Referring expression data
=== Section Start ===
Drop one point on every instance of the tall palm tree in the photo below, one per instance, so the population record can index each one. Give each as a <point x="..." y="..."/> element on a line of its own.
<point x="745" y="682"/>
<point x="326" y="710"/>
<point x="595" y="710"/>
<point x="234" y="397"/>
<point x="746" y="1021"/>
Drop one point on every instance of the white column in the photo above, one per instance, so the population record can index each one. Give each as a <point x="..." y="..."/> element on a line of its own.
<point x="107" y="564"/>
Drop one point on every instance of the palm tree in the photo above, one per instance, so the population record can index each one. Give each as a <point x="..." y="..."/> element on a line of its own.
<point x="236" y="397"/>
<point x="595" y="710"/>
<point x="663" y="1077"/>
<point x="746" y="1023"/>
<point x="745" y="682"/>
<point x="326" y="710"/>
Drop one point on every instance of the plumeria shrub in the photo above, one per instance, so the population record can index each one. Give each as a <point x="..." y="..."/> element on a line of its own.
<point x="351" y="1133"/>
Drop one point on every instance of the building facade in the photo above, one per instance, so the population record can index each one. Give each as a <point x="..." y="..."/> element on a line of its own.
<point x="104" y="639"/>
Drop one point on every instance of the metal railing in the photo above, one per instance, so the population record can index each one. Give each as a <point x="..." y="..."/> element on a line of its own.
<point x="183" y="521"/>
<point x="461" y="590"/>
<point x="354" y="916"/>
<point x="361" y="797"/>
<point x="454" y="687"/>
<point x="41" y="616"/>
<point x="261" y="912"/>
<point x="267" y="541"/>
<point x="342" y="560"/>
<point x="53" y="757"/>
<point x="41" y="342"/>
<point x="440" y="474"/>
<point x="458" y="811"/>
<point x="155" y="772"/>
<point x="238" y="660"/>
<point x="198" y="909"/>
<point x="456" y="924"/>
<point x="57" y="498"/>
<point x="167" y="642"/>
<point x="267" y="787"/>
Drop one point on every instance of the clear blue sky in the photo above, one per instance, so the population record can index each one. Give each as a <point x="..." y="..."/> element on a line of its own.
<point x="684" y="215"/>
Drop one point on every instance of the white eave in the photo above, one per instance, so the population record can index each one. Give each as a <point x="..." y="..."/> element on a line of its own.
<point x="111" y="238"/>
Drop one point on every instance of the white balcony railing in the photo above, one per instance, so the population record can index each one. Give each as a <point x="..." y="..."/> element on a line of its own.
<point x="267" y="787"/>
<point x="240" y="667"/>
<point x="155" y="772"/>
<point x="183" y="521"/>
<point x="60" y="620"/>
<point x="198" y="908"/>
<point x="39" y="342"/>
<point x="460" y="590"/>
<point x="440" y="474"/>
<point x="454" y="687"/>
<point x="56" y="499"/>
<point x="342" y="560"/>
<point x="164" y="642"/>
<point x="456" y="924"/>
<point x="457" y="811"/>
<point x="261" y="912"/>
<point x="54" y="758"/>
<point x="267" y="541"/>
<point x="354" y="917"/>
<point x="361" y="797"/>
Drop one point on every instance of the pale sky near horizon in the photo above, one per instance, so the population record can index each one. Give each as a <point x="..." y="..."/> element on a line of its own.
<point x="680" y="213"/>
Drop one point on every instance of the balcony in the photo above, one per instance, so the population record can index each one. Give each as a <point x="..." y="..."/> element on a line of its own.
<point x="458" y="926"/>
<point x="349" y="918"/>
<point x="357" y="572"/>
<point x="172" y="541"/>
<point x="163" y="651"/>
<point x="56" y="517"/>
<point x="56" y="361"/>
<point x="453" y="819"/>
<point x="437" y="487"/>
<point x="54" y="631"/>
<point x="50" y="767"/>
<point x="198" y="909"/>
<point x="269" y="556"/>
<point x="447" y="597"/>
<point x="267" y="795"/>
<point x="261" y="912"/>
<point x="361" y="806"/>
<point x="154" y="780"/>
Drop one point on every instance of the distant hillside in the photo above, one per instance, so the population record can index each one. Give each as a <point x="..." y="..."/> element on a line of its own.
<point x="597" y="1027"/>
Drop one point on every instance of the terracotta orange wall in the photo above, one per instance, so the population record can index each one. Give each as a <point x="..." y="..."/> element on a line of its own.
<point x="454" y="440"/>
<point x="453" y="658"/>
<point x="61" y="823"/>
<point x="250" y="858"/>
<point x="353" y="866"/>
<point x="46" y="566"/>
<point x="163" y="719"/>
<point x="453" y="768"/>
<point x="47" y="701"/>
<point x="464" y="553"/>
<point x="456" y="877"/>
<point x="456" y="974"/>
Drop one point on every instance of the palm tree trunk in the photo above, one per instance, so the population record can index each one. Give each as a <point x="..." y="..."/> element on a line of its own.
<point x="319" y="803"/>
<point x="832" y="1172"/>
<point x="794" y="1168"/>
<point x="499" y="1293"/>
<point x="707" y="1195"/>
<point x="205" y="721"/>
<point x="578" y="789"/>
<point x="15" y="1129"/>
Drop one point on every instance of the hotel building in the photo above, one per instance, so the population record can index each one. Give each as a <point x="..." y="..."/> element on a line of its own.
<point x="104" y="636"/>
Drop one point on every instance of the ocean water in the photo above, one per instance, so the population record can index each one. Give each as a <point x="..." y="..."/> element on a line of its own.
=== Section End ===
#### WHAT TO DO:
The data must be duplicated exactly, with nothing left out.

#### EXERCISE SOLUTION:
Drop one point on every instance of the tall palm tree in the photo below, one per instance, so the population record can index each one. Give each as a <point x="..." y="..."/> element on a line of its own.
<point x="745" y="682"/>
<point x="326" y="710"/>
<point x="595" y="710"/>
<point x="234" y="397"/>
<point x="746" y="1021"/>
Drop one point on every instance of the white column in the photo above, one per instance, so the population record can index each one. Give each as a <point x="..." y="..."/> element on a line of its own.
<point x="107" y="564"/>
Drop one point on every instance of the palm tree in the photo above, one per instance, so the population record can index each one. Give each as a <point x="..." y="..."/> element on a line of its own.
<point x="236" y="397"/>
<point x="595" y="710"/>
<point x="663" y="1077"/>
<point x="746" y="1023"/>
<point x="745" y="682"/>
<point x="326" y="710"/>
Drop one point on every instance of the plumeria shrub in the photo above, one per instance, so the population record can index each one. Give each as a <point x="..." y="..."/> element on a line of its own.
<point x="351" y="1133"/>
Drop one point on every instance of the building facade in the photo above, one per instance, so the population record can index each one. Give each as a <point x="..." y="..."/> element on a line of its own.
<point x="104" y="639"/>
Drop one point on every instance of the metal railing in the photo above, one per instance, so the population record can index each one. Give each as a <point x="..." y="..."/> element on a line of its own.
<point x="183" y="521"/>
<point x="461" y="590"/>
<point x="354" y="916"/>
<point x="361" y="797"/>
<point x="454" y="687"/>
<point x="41" y="616"/>
<point x="261" y="912"/>
<point x="267" y="541"/>
<point x="342" y="560"/>
<point x="53" y="757"/>
<point x="41" y="342"/>
<point x="440" y="474"/>
<point x="458" y="811"/>
<point x="155" y="772"/>
<point x="238" y="660"/>
<point x="198" y="909"/>
<point x="456" y="924"/>
<point x="57" y="498"/>
<point x="167" y="642"/>
<point x="267" y="787"/>
Drop one point on every instance of the clear blue sky in the photo above, one per instance, so the population record can index each one. Give each as a <point x="..." y="..."/> element on a line of its own.
<point x="684" y="215"/>
Drop one point on every instance of the white eave in the photo above, one per instance, so the population record can index each one. Give each as a <point x="..." y="..."/> element on a line of its own.
<point x="111" y="238"/>
Drop one point on every instance of the white balcony railing in the photo above, one per instance, so the population record can index each one. Give each as a <point x="..." y="..."/> element on a line of its own.
<point x="267" y="787"/>
<point x="240" y="667"/>
<point x="155" y="772"/>
<point x="183" y="521"/>
<point x="60" y="620"/>
<point x="198" y="908"/>
<point x="39" y="342"/>
<point x="460" y="590"/>
<point x="440" y="474"/>
<point x="454" y="687"/>
<point x="56" y="499"/>
<point x="342" y="560"/>
<point x="164" y="642"/>
<point x="456" y="924"/>
<point x="457" y="811"/>
<point x="261" y="912"/>
<point x="54" y="758"/>
<point x="267" y="541"/>
<point x="354" y="917"/>
<point x="361" y="797"/>
Drop one point on every instance of the pale sky near horizon in the photo above, one per instance, so the population record can index each one. Give each as a <point x="..." y="..."/> element on a line of its own.
<point x="680" y="213"/>
Drop one point on every instance of the balcony in the photo above, one per instance, so the population record can index each one. Give each as a <point x="..." y="..."/> element on a line of its own.
<point x="458" y="926"/>
<point x="349" y="918"/>
<point x="357" y="572"/>
<point x="172" y="541"/>
<point x="163" y="651"/>
<point x="56" y="517"/>
<point x="56" y="361"/>
<point x="453" y="819"/>
<point x="437" y="487"/>
<point x="54" y="631"/>
<point x="50" y="767"/>
<point x="198" y="909"/>
<point x="269" y="556"/>
<point x="447" y="597"/>
<point x="267" y="795"/>
<point x="261" y="912"/>
<point x="361" y="806"/>
<point x="154" y="780"/>
Drop one point on every instance of the distant hillside in the photo above, one per instance, so the population record can index each one. Give each as a <point x="..." y="..."/> element on a line of its own.
<point x="597" y="1027"/>
Drop one point on every instance of the terracotta orange wall in the photo above, one per instance, so the population record can index each one. Give each as a <point x="..." y="..."/> element on a line of its own.
<point x="454" y="440"/>
<point x="453" y="658"/>
<point x="61" y="823"/>
<point x="250" y="858"/>
<point x="353" y="866"/>
<point x="46" y="566"/>
<point x="163" y="719"/>
<point x="453" y="768"/>
<point x="47" y="701"/>
<point x="464" y="553"/>
<point x="456" y="877"/>
<point x="456" y="974"/>
Drop one point on every instance of the palm tree trunk in the photo above, one per instance, so the population record can index each one. Give each as a <point x="..." y="..."/> element on a line of its own.
<point x="319" y="803"/>
<point x="832" y="1172"/>
<point x="794" y="1168"/>
<point x="499" y="1293"/>
<point x="707" y="1195"/>
<point x="205" y="721"/>
<point x="578" y="789"/>
<point x="15" y="1129"/>
Drop one point on every instance of the hotel building in the photo above, one per instance, so the population record can index each one. Give each as a <point x="..." y="..."/> element on a line of its own.
<point x="104" y="636"/>
Drop one point on every instance of the ocean water in the photo above, one per instance, so the population record can index each one. Give each as a <point x="..." y="..."/> element on a line of its own.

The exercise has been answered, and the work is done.